Work instruction
An acceptable response holds only the line containing "In this photo, each instance of the church" and every line after it to the end of the records, each reproduced exactly.

= Beginning of Section =

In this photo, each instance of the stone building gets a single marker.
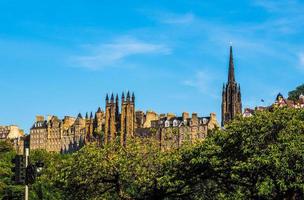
(14, 135)
(172, 131)
(10, 132)
(118, 121)
(279, 102)
(231, 95)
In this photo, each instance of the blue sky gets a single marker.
(62, 57)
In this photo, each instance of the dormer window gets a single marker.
(167, 123)
(175, 123)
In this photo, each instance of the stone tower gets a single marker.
(231, 96)
(98, 120)
(127, 119)
(110, 120)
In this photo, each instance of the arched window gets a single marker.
(175, 123)
(167, 123)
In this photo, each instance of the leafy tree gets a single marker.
(261, 157)
(294, 94)
(44, 186)
(7, 189)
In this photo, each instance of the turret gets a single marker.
(231, 77)
(107, 98)
(112, 98)
(128, 96)
(123, 97)
(133, 97)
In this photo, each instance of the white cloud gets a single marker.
(108, 54)
(205, 82)
(301, 60)
(177, 19)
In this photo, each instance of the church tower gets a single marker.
(110, 120)
(127, 118)
(231, 96)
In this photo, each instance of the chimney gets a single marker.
(39, 118)
(185, 115)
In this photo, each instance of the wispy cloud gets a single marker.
(116, 52)
(205, 82)
(177, 19)
(301, 61)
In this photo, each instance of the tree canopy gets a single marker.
(294, 94)
(259, 157)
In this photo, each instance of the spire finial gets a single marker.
(122, 97)
(112, 97)
(128, 96)
(133, 97)
(231, 77)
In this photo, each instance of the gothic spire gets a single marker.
(99, 110)
(231, 77)
(128, 96)
(112, 97)
(133, 97)
(123, 97)
(116, 98)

= End of Section =

Finished exercise
In this photo, each instance of the church tower gets a single marker.
(110, 120)
(127, 118)
(231, 96)
In this photo, each instance of the chimney gets a single marker.
(39, 118)
(185, 115)
In this photo, each instance of the wispy cloud gets a single marker.
(116, 52)
(205, 82)
(177, 19)
(301, 61)
In this photo, each instance of the tree canopy gets a single marker.
(294, 94)
(259, 157)
In this photo, each instance of the spire finial gets a single marker.
(122, 97)
(112, 97)
(128, 96)
(133, 97)
(231, 77)
In this photo, each instance of the gothic spire gets a single marker.
(99, 110)
(231, 77)
(128, 96)
(112, 97)
(133, 97)
(123, 97)
(116, 98)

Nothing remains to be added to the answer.